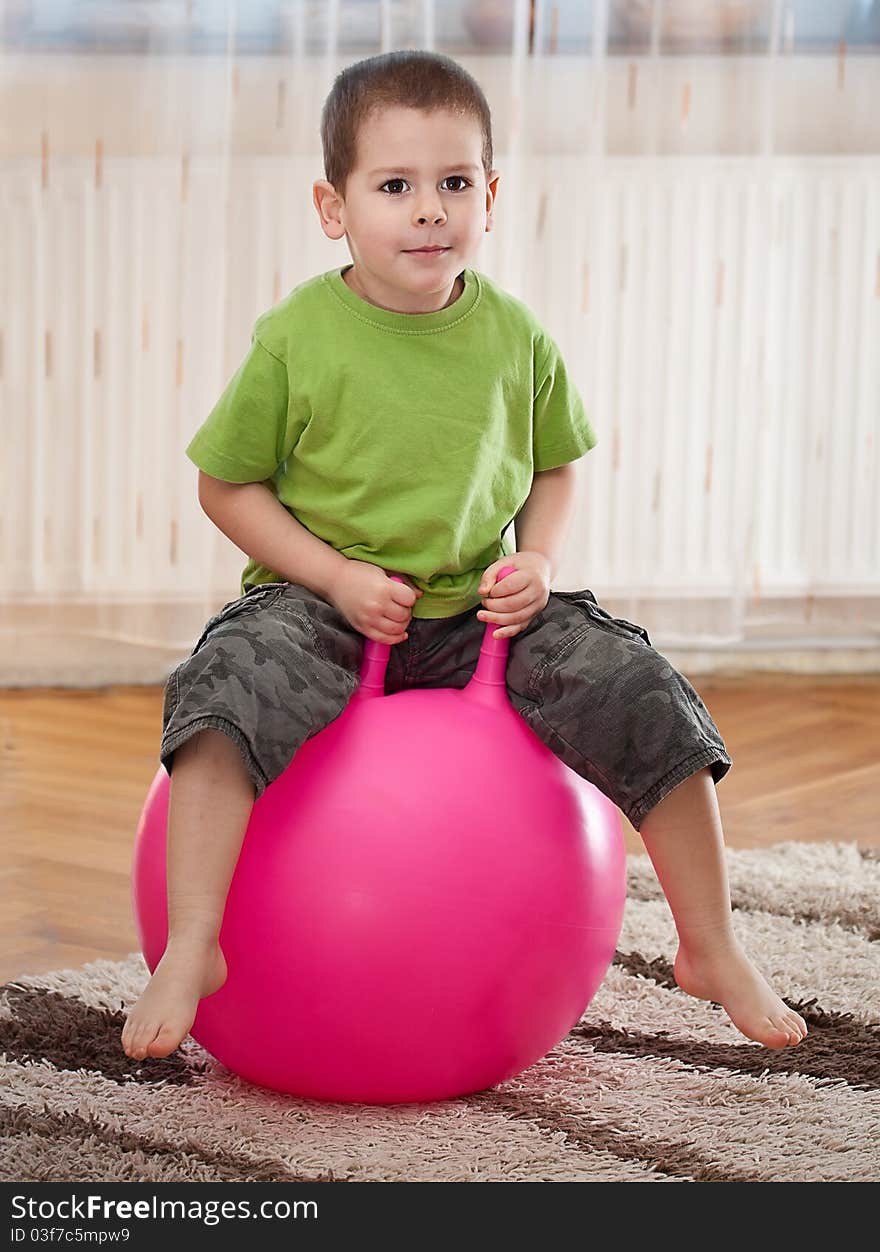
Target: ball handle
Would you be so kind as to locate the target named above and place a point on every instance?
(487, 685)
....................
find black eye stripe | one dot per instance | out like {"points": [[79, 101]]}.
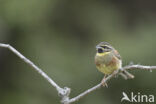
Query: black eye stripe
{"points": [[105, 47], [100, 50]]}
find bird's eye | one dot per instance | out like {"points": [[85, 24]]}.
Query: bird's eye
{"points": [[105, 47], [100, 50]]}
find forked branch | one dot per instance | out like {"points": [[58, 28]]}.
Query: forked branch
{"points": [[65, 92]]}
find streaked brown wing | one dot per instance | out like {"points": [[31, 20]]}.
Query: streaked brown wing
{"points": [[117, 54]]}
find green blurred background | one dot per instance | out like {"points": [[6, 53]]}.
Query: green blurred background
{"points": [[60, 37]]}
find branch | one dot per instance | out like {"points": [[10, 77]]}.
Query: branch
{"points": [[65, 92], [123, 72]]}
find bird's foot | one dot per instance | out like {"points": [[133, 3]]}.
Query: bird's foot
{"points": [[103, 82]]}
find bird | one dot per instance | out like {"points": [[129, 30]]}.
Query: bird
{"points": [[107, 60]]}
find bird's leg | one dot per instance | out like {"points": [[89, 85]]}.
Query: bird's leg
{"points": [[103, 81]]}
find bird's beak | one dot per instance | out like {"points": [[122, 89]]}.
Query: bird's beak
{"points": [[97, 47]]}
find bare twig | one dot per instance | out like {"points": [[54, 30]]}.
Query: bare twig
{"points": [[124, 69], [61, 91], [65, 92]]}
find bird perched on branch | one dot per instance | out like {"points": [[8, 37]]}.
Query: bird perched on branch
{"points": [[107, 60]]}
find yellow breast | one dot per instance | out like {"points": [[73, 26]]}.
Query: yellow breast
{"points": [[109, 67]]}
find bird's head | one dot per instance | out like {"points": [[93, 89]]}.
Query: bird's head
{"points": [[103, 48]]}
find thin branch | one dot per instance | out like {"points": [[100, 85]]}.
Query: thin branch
....................
__Short task__: Reproduce every line from the line containing "find bird's beak" up to and including the line containing "Query: thin branch", offsetting each point coordinate in the answers by -114. Leave the sample numbers after "out like" unchanged.

__Expected answer__:
find bird's beak | one dot per instance | out like {"points": [[122, 89]]}.
Query: bird's beak
{"points": [[-17, -67]]}
find bare twig | one dot per instance | out like {"points": [[54, 30]]}.
Query: bare twig
{"points": [[10, -45], [-53, -23], [-49, -22]]}
find bird perched on branch | one dot per instance | out like {"points": [[8, 37]]}.
Query: bird perched on branch
{"points": [[-7, -54]]}
find yellow breast | one dot per instance | out like {"points": [[73, 26]]}.
Query: yellow breast
{"points": [[-5, -47]]}
find bird's head | one dot per instance | out like {"points": [[93, 89]]}.
Query: bird's head
{"points": [[-11, -66]]}
find thin branch | one dot per instance | out like {"points": [[100, 85]]}.
Query: thin branch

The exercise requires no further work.